Written problem A
Extract the passage of the crystal red setup thread below, starting with "Yeah, don't do" and going on through "of the year.", copying it word for word.

Selected excerpt
§
# Setting up for Crystal Red



## alstare2000 (Feb 16, 2013)

I think I have hit the quota of tanks that is safe for my marriage but I really want to try my hand at crystal reds (and possibly mischlings) now after keeping Neocaridina in 3 tanks that I have 46, 40 and 10 gal.`

From what I red around a lot say to go with 15g-20g tank as minimum which would mean I'd have to shut down one of the tanks I have 10gal and find new one buy it set it up etc.

I'm wondering if 10gal is too much headache to keep stable ? as that's the tank that would be easiest for me to redo plust it's a half moon tank with my finex leds so it looks really good.

Another option is my 40gal that has painted/fire red cherry in it and already over 8kg of Fluval stratum substrate (although it doesn't seem to buffer ph much as I'm still getting 7.6 on the tester) I would just need to add aqua new amazonia. I wouldn't want to loose the high quality red shrimp I have and lot of shrimplets when I would be adding the amazonia and getting the Amonia spike plus different water requirements to keep them together.

46gal not really an option as i have over 200 yellow neos there and everything is doing good.

So which would be best option ? would red neocaridina still be able to breed in the water parameters for crystal red if somehow I remove them from this tank when I add new substrate so they don't die with Amonia spike; or the 10g would be an ok option and is not that hard to run as some make it to be.
I have RO in my kitchen so that's not an issue.

Thank you for input


----------



## qualityshrimpz (Dec 15, 2009)

i have some rcs in that netlea soil that i use for my mischling colony, they are berried and seem to be having babies so it should be alright but not optimal conditions


----------



## solarz (Aug 31, 2010)

alstare2000 said:


> Another option is my 40gal that has painted/fire red cherry in it and already over 8kg of Fluval stratum substrate (although it doesn't seem to buffer ph much as I'm still getting 7.6 on the tester) I would just need to add aqua new amazonia. I wouldn't want to loose the high quality red shrimp I have and lot of shrimplets when I would be adding the amazonia and getting the Amonia spike plus different water requirements to keep them together.


Yeah, don't do that. New Amazonia releases a ton of ammonia. Plus, cherries don't do well in crystal shrimp conditions.

10 gallons should be fine. You could also try a leaf litter instead of using amazonia:

http://www.discobee.com/blogs/news/15655129-benefits-of-leaf-litter-in-dwarf-shrimp-tanks

There's plenty of oak leaves you can use at this time of the year.


----------



## hoody123 (Oct 24, 2012)
§
Examples of point labeling

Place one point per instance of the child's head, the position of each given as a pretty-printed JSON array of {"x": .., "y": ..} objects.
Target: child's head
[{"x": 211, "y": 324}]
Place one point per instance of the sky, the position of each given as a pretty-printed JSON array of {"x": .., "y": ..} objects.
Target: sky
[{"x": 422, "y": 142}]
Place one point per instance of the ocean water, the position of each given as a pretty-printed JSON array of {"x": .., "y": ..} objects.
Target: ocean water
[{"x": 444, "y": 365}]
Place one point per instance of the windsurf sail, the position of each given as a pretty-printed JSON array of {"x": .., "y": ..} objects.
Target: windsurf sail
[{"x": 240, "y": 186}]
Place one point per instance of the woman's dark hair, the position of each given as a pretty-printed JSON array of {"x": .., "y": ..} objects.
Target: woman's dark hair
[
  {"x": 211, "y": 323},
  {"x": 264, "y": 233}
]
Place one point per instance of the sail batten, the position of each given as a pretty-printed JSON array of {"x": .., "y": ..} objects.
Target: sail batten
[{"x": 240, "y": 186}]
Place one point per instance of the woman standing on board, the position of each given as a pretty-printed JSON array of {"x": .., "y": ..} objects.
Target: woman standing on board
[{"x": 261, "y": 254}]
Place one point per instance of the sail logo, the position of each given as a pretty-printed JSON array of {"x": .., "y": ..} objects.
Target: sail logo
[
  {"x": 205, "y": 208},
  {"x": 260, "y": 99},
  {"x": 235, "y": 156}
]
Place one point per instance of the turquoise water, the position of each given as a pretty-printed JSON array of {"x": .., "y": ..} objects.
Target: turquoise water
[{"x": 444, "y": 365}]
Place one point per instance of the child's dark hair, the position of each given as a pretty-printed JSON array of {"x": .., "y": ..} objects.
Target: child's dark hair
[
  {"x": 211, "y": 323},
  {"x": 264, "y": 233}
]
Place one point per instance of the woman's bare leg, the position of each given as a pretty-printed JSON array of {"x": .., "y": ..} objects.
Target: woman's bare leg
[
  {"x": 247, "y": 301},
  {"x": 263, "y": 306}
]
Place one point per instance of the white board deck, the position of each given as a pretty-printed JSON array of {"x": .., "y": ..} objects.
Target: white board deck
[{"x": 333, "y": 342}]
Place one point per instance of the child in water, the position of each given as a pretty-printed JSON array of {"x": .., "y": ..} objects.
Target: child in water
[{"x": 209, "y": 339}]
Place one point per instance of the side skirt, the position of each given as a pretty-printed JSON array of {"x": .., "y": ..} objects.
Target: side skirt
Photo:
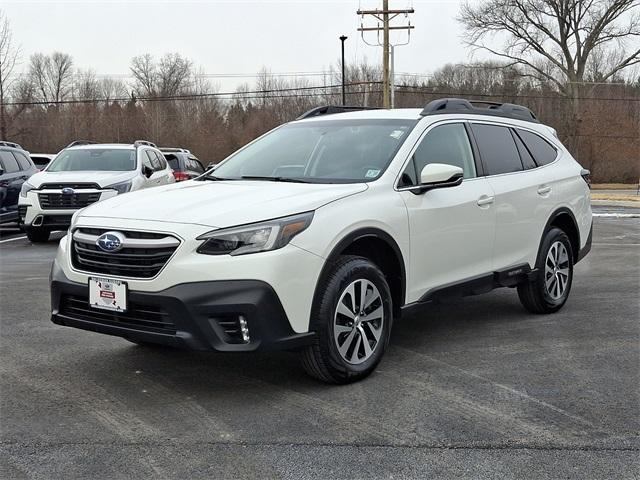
[{"x": 509, "y": 277}]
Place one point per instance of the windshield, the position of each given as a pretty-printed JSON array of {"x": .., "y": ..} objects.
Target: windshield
[
  {"x": 94, "y": 159},
  {"x": 330, "y": 151}
]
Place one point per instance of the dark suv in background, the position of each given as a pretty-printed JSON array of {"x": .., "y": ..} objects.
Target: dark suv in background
[
  {"x": 184, "y": 164},
  {"x": 15, "y": 168}
]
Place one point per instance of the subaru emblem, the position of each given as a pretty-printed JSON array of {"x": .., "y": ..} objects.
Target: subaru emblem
[{"x": 110, "y": 241}]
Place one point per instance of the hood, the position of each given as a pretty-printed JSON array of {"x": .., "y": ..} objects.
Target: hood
[
  {"x": 221, "y": 204},
  {"x": 103, "y": 179}
]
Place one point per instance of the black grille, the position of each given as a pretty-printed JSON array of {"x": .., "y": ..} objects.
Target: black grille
[
  {"x": 127, "y": 262},
  {"x": 149, "y": 318},
  {"x": 75, "y": 186},
  {"x": 61, "y": 200}
]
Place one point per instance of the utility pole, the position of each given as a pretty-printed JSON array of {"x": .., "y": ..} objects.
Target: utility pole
[
  {"x": 386, "y": 16},
  {"x": 344, "y": 94}
]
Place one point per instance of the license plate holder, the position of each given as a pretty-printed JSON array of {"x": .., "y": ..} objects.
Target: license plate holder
[{"x": 108, "y": 294}]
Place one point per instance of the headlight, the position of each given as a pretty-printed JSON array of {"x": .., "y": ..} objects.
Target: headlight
[
  {"x": 256, "y": 237},
  {"x": 26, "y": 186},
  {"x": 123, "y": 187}
]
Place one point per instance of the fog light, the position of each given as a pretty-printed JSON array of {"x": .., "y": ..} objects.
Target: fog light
[{"x": 244, "y": 329}]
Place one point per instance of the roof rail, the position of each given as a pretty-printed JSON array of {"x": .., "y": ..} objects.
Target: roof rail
[
  {"x": 10, "y": 144},
  {"x": 459, "y": 105},
  {"x": 331, "y": 109},
  {"x": 81, "y": 142},
  {"x": 173, "y": 149},
  {"x": 139, "y": 143}
]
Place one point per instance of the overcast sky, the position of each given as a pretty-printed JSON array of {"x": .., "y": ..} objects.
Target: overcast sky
[{"x": 230, "y": 37}]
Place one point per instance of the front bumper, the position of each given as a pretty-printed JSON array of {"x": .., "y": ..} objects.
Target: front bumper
[{"x": 194, "y": 315}]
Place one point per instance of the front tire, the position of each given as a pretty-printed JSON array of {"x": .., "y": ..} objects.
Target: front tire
[
  {"x": 352, "y": 318},
  {"x": 37, "y": 234},
  {"x": 550, "y": 288}
]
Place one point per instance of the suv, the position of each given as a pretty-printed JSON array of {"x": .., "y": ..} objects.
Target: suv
[
  {"x": 184, "y": 164},
  {"x": 321, "y": 233},
  {"x": 84, "y": 173},
  {"x": 15, "y": 168}
]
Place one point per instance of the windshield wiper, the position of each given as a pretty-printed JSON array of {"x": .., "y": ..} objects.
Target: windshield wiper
[{"x": 273, "y": 179}]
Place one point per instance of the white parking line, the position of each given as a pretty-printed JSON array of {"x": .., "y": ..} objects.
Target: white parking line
[{"x": 12, "y": 239}]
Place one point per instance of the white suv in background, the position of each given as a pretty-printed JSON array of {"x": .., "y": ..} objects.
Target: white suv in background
[
  {"x": 84, "y": 173},
  {"x": 319, "y": 234}
]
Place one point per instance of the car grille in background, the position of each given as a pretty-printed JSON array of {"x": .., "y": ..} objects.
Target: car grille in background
[
  {"x": 62, "y": 200},
  {"x": 75, "y": 186},
  {"x": 143, "y": 254},
  {"x": 149, "y": 318}
]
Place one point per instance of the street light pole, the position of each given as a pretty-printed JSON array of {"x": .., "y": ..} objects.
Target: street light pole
[{"x": 344, "y": 97}]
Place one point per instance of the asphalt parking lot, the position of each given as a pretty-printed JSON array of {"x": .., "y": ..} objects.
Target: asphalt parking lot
[{"x": 475, "y": 388}]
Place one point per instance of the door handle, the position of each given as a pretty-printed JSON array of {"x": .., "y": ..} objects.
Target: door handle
[{"x": 485, "y": 200}]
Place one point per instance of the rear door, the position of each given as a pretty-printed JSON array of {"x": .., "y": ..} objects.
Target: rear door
[
  {"x": 451, "y": 229},
  {"x": 523, "y": 195}
]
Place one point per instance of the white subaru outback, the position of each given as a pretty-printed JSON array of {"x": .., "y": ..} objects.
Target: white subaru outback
[
  {"x": 317, "y": 235},
  {"x": 83, "y": 173}
]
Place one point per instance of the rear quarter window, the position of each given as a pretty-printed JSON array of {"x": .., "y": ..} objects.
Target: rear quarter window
[
  {"x": 497, "y": 149},
  {"x": 543, "y": 152}
]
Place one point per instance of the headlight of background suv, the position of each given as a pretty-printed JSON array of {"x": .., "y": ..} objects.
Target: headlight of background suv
[
  {"x": 26, "y": 186},
  {"x": 255, "y": 237},
  {"x": 123, "y": 187}
]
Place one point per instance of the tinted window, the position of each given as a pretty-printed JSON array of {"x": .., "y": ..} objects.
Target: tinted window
[
  {"x": 445, "y": 144},
  {"x": 173, "y": 162},
  {"x": 162, "y": 163},
  {"x": 94, "y": 160},
  {"x": 541, "y": 150},
  {"x": 22, "y": 161},
  {"x": 9, "y": 162},
  {"x": 497, "y": 148},
  {"x": 525, "y": 156}
]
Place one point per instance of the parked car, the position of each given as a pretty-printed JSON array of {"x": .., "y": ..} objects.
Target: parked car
[
  {"x": 84, "y": 173},
  {"x": 15, "y": 169},
  {"x": 41, "y": 160},
  {"x": 184, "y": 164},
  {"x": 321, "y": 233}
]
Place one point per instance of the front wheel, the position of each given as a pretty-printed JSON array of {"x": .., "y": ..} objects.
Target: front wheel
[
  {"x": 352, "y": 317},
  {"x": 550, "y": 288}
]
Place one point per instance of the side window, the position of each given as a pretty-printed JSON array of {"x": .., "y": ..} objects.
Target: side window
[
  {"x": 153, "y": 160},
  {"x": 527, "y": 160},
  {"x": 444, "y": 144},
  {"x": 543, "y": 152},
  {"x": 22, "y": 161},
  {"x": 146, "y": 160},
  {"x": 161, "y": 161},
  {"x": 9, "y": 162},
  {"x": 497, "y": 148}
]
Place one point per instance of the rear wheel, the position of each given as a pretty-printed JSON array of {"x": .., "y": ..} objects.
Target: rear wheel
[
  {"x": 37, "y": 234},
  {"x": 550, "y": 288},
  {"x": 352, "y": 318}
]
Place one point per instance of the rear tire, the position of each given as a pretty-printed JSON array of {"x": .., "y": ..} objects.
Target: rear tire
[
  {"x": 37, "y": 234},
  {"x": 550, "y": 287},
  {"x": 352, "y": 318}
]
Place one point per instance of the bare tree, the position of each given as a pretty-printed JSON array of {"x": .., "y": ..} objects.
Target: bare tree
[
  {"x": 52, "y": 76},
  {"x": 8, "y": 60},
  {"x": 558, "y": 41}
]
§
Written problem B
Find every line in the records above that contains the string "outback", matching case exactly, and copy each such line in full.

Response A
Yeah, don't do that. New Amazonia releases a ton of ammonia. Plus, cherries don't do well in crystal shrimp conditions.

10 gallons should be fine. You could also try a leaf litter instead of using amazonia:

http://www.discobee.com/blogs/news/15655129-benefits-of-leaf-litter-in-dwarf-shrimp-tanks

There's plenty of oak leaves you can use at this time of the year.

Response B
Place one point per instance of the white subaru outback, the position of each given as a pretty-printed JSON array of {"x": .., "y": ..} objects.
Target: white subaru outback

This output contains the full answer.